> TASK DIRECTIONS:
If a line in the data holds "dress", copy that line out in full.

(Saved entries)
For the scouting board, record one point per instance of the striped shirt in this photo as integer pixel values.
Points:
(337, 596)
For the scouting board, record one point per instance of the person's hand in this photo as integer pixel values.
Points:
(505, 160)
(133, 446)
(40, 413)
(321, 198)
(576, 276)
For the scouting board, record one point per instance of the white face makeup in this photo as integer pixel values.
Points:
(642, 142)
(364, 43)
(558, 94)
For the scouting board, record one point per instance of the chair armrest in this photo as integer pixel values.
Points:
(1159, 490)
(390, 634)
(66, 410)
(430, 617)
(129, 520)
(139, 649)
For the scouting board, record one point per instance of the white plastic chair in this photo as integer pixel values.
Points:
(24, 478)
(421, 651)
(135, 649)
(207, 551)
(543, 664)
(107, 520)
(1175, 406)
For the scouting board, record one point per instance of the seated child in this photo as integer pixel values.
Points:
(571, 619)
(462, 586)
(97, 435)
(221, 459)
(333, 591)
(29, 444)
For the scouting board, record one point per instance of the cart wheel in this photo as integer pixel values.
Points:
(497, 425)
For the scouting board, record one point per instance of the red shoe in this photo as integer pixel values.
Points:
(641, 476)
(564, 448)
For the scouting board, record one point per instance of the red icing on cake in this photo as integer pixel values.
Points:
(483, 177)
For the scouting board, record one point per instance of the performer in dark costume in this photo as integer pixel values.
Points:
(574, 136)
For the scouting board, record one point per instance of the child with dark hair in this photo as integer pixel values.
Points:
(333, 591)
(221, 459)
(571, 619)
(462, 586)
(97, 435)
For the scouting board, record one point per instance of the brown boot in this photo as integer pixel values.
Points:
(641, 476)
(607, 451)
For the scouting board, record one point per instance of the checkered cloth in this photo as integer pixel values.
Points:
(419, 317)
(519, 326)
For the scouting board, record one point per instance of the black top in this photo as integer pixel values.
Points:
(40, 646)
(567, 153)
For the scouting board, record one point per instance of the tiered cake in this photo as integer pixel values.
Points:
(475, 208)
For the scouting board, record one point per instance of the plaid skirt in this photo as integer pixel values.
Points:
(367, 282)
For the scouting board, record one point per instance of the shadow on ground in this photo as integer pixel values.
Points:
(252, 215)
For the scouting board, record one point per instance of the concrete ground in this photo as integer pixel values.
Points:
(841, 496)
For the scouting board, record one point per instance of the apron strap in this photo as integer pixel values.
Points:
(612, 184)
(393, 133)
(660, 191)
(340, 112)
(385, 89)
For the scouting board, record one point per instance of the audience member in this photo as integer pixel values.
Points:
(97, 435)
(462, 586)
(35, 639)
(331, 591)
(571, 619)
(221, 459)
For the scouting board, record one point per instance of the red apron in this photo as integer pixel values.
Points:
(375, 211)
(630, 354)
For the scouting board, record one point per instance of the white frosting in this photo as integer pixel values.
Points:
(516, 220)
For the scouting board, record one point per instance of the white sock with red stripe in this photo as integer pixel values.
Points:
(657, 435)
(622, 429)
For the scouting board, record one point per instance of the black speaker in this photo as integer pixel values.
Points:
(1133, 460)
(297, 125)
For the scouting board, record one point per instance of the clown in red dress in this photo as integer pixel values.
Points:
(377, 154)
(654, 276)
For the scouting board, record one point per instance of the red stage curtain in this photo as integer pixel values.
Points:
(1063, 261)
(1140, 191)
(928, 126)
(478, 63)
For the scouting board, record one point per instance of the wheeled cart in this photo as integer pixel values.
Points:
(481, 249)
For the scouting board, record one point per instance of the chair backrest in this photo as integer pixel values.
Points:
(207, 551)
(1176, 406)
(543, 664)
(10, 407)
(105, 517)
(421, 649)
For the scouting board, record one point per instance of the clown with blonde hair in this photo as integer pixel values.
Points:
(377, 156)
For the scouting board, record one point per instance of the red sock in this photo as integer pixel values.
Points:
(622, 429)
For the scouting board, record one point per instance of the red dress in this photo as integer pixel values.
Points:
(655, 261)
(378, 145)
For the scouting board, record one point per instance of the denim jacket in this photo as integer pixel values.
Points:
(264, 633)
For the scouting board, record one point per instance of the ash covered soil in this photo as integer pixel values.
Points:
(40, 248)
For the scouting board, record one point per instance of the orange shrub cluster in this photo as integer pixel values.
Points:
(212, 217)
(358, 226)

> YOUR SOLUTION:
For the scouting board, record one point per instance of the clown in red dress in this photo as integer pixel values.
For the scouting board, record one point per instance of the red dress in this photo as integer pixel values.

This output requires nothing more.